_PROBLEM TO SOLVE_
A word-for-word restatement of every record is required.

Records from a collection:

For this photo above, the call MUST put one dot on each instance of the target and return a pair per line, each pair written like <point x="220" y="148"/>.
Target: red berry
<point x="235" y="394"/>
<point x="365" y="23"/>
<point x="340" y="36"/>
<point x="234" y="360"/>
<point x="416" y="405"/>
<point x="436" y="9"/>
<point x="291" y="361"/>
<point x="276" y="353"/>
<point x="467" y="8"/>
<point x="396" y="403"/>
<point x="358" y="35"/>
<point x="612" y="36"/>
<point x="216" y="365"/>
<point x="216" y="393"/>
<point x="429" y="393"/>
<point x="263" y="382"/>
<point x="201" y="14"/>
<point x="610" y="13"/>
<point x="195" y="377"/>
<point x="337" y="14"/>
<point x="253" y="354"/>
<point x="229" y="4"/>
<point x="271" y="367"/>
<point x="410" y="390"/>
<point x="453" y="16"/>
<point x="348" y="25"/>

_ANSWER TO THE EXERCISE_
For this photo above, the call MUST put one dot on each instance of the target and return a pair per line, each pair written like <point x="220" y="148"/>.
Target: red berry
<point x="235" y="394"/>
<point x="365" y="23"/>
<point x="340" y="36"/>
<point x="234" y="360"/>
<point x="416" y="405"/>
<point x="436" y="9"/>
<point x="291" y="361"/>
<point x="276" y="353"/>
<point x="467" y="8"/>
<point x="396" y="403"/>
<point x="358" y="35"/>
<point x="612" y="36"/>
<point x="216" y="365"/>
<point x="216" y="393"/>
<point x="429" y="393"/>
<point x="263" y="382"/>
<point x="201" y="14"/>
<point x="610" y="13"/>
<point x="195" y="377"/>
<point x="337" y="14"/>
<point x="253" y="354"/>
<point x="229" y="4"/>
<point x="271" y="367"/>
<point x="410" y="390"/>
<point x="453" y="16"/>
<point x="348" y="25"/>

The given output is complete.